▶ _Stated exercise_: Rename "Query" to "Target" everywhere in the material below and reproduce all the lines with nothing else changed.

━━━ Records for processing

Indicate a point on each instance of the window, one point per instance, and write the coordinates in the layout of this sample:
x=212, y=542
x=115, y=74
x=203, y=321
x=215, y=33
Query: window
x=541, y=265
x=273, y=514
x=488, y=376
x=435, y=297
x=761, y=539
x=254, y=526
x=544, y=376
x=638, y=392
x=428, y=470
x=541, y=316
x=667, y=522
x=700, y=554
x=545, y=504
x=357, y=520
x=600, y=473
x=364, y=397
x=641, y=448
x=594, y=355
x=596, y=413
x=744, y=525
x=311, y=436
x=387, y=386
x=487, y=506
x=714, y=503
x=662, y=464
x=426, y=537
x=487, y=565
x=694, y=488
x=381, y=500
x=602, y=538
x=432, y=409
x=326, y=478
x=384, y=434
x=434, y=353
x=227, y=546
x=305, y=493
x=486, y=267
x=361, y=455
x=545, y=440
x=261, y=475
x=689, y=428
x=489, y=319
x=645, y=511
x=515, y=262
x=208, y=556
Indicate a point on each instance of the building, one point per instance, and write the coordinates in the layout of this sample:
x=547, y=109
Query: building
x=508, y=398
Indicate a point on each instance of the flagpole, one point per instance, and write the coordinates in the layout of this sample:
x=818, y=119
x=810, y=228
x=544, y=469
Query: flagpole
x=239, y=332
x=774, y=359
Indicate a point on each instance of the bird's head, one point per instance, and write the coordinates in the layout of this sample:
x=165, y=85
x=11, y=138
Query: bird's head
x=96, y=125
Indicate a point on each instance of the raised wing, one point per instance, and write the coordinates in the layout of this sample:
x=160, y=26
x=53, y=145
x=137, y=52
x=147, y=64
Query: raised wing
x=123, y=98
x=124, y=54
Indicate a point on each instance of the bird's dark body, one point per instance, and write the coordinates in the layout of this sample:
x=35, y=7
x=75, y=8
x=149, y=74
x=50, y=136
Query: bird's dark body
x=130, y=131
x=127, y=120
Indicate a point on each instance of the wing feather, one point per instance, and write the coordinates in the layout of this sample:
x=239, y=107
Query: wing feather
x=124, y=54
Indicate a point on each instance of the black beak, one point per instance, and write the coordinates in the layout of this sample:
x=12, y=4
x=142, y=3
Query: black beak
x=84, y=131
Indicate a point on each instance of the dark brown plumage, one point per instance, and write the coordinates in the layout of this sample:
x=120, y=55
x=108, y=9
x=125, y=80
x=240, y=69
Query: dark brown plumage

━━━━━━

▶ _Answer for the task_:
Indicate a point on each instance of the window, one point per instance, and write the coordinates in the layout of this sample:
x=212, y=542
x=115, y=74
x=203, y=321
x=215, y=33
Target: window
x=541, y=265
x=273, y=514
x=488, y=376
x=435, y=297
x=761, y=539
x=254, y=526
x=544, y=376
x=638, y=392
x=428, y=470
x=541, y=316
x=667, y=522
x=700, y=554
x=545, y=504
x=357, y=520
x=600, y=473
x=364, y=397
x=641, y=448
x=594, y=355
x=596, y=413
x=744, y=525
x=311, y=436
x=387, y=386
x=487, y=506
x=714, y=503
x=662, y=464
x=426, y=537
x=487, y=565
x=694, y=488
x=381, y=500
x=602, y=538
x=432, y=409
x=326, y=478
x=384, y=434
x=434, y=353
x=227, y=546
x=305, y=493
x=486, y=267
x=361, y=455
x=545, y=440
x=261, y=475
x=689, y=428
x=489, y=319
x=645, y=511
x=515, y=262
x=208, y=556
Indicate a point on each instance of the building, one point per instance, and write the coordinates in the layout of this sample:
x=547, y=109
Target: building
x=508, y=398
Indicate a point on each instance of the flagpole, one point per instance, and write the coordinates in the layout of this sample:
x=818, y=119
x=810, y=228
x=544, y=469
Target: flagpole
x=239, y=332
x=774, y=359
Indicate a point on each instance of the bird's head, one point per instance, and write the coordinates in the layout of this sample:
x=165, y=85
x=11, y=138
Target: bird's head
x=96, y=125
Indicate a point on each instance of the raised wing, one point per instance, and write the coordinates in the layout of this sample:
x=160, y=26
x=53, y=145
x=137, y=52
x=147, y=64
Target: raised wing
x=123, y=98
x=124, y=54
Indicate a point on each instance of the bird's dark body, one point per instance, and write the coordinates in the layout of this sample:
x=35, y=7
x=75, y=8
x=149, y=74
x=50, y=136
Target: bird's dark body
x=130, y=131
x=127, y=120
Indicate a point on each instance of the wing feather, one point per instance, and write the coordinates in the layout of this sample:
x=239, y=107
Target: wing feather
x=124, y=54
Indicate a point on each instance of the black beak, one point per instance, and write the coordinates in the layout of this sample:
x=12, y=4
x=142, y=3
Target: black beak
x=84, y=131
Indicate a point on each instance of the dark brown plumage, one point per instance, and write the coordinates in the layout of this sample:
x=120, y=55
x=108, y=9
x=125, y=80
x=240, y=69
Target: dark brown plumage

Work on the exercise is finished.